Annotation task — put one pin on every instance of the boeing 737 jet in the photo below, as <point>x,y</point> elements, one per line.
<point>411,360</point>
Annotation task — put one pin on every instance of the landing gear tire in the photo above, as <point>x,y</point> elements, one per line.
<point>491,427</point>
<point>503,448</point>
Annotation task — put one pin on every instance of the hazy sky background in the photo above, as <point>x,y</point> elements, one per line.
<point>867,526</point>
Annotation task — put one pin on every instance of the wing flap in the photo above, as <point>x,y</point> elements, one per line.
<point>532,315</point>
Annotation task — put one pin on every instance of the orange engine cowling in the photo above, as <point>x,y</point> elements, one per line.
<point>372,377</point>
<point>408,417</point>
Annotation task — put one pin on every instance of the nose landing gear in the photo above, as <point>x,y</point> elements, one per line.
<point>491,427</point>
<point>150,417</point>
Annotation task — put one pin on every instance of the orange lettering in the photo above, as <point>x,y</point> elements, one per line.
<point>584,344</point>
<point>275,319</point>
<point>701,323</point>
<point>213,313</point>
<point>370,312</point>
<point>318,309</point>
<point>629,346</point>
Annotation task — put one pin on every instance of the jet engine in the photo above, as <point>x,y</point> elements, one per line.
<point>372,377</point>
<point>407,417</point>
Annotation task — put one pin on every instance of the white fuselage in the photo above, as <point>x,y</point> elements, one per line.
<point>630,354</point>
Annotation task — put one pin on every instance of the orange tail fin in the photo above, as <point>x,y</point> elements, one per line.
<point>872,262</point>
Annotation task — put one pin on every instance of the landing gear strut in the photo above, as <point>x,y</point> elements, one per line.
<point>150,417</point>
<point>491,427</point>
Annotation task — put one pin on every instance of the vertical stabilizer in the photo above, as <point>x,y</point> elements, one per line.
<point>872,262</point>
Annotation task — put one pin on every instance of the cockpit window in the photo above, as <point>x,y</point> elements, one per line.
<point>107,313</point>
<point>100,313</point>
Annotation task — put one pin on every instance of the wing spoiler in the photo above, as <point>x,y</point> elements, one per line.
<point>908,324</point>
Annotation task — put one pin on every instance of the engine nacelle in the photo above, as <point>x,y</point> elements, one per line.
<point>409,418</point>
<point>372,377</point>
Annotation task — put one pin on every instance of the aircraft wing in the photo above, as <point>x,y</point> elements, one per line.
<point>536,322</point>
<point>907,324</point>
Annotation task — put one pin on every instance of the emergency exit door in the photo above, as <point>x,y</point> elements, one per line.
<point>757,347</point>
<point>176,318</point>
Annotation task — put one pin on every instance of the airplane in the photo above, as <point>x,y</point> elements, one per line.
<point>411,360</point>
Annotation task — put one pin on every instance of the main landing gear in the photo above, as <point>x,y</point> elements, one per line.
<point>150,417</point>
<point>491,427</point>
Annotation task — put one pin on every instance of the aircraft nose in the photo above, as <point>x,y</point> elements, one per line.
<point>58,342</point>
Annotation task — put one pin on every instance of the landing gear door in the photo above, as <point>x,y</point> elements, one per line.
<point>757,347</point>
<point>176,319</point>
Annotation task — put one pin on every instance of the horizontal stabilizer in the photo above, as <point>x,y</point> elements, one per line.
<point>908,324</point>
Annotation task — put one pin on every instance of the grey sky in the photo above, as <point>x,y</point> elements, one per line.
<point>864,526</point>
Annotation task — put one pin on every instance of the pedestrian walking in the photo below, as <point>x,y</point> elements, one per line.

··········

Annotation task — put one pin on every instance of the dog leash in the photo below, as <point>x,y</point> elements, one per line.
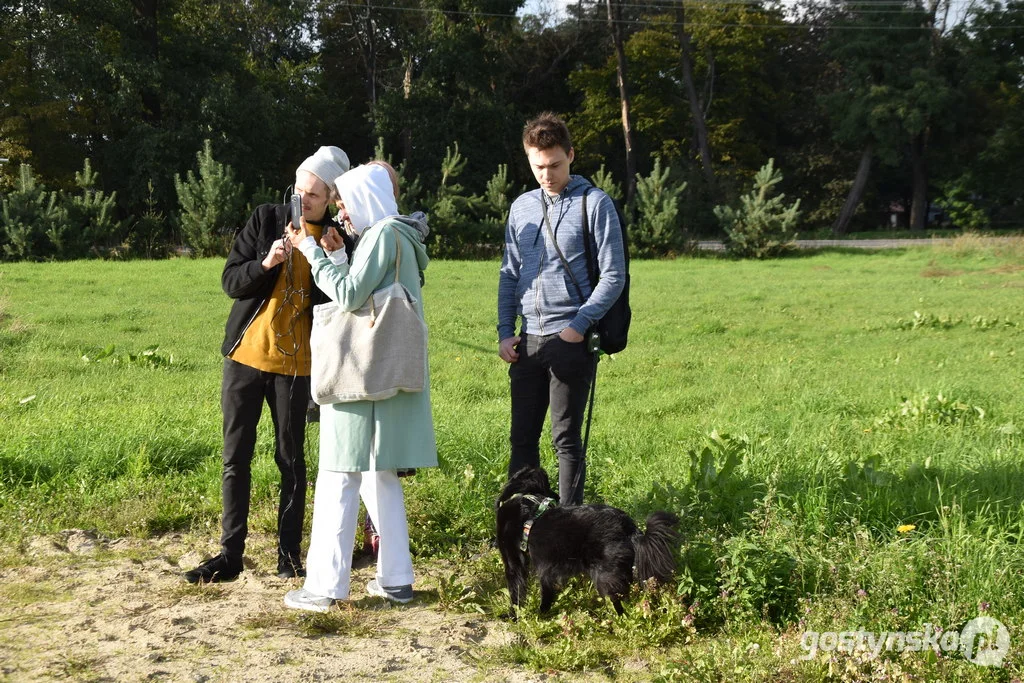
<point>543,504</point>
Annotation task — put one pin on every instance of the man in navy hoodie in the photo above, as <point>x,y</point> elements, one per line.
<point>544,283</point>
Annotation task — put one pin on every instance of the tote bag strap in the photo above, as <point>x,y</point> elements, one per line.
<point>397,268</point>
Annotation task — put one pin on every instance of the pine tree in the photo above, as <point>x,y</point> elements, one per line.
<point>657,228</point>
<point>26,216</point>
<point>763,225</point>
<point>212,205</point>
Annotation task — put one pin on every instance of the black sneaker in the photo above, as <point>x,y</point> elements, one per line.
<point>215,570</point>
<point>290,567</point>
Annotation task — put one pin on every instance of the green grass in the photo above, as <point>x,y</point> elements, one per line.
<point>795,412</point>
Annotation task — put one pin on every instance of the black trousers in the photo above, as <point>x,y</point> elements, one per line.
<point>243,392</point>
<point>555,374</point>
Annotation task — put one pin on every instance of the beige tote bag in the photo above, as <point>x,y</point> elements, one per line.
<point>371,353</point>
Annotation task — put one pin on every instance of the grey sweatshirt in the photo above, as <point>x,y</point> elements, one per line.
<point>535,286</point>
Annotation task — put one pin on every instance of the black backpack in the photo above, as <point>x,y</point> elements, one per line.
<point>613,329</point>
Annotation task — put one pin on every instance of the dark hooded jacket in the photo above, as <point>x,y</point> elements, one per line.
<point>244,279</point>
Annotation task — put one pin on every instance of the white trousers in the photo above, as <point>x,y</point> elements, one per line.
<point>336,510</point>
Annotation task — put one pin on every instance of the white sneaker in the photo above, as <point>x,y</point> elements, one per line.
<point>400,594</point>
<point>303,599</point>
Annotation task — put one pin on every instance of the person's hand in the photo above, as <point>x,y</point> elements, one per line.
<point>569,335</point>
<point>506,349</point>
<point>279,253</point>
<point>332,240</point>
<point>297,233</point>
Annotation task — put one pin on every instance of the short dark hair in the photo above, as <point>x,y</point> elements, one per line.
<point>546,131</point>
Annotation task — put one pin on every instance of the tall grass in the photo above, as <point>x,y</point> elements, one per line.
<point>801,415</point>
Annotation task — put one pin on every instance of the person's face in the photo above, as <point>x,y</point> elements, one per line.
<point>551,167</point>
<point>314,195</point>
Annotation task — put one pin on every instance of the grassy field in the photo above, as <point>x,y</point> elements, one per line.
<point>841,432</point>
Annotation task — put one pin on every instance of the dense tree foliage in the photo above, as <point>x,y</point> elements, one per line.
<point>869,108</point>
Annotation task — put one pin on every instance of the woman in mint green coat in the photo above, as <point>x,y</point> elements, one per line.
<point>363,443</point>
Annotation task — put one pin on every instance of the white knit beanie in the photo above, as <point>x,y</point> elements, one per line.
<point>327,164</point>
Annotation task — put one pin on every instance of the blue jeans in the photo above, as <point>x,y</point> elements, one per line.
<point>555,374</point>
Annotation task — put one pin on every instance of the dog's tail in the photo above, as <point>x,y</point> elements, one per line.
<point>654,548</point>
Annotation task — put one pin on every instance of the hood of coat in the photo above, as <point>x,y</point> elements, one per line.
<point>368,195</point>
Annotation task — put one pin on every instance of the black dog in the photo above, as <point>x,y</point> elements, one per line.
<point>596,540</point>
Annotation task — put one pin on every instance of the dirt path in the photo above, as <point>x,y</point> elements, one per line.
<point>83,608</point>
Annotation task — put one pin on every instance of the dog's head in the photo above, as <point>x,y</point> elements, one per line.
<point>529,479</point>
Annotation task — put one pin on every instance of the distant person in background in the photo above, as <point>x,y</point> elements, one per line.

··········

[WHAT THE TASK ASKS] Go through the material above and output exactly the lines from the one containing "of the dirt" through the one containing "of the distant".

[SOLUTION TO THIS EXERCISE]
Annotation task — put one pin on every instance of the dirt path in the photo above, as <point>x,y</point> elements, one per line.
<point>83,608</point>
Annotation task — put one pin on every instance of the dog's head in the photo above, as <point>x,y</point> elements, one per line.
<point>529,479</point>
Annotation task — put one pin on every instance of the distant person in background in the photo above, as <point>x,y</point> elements, one per line.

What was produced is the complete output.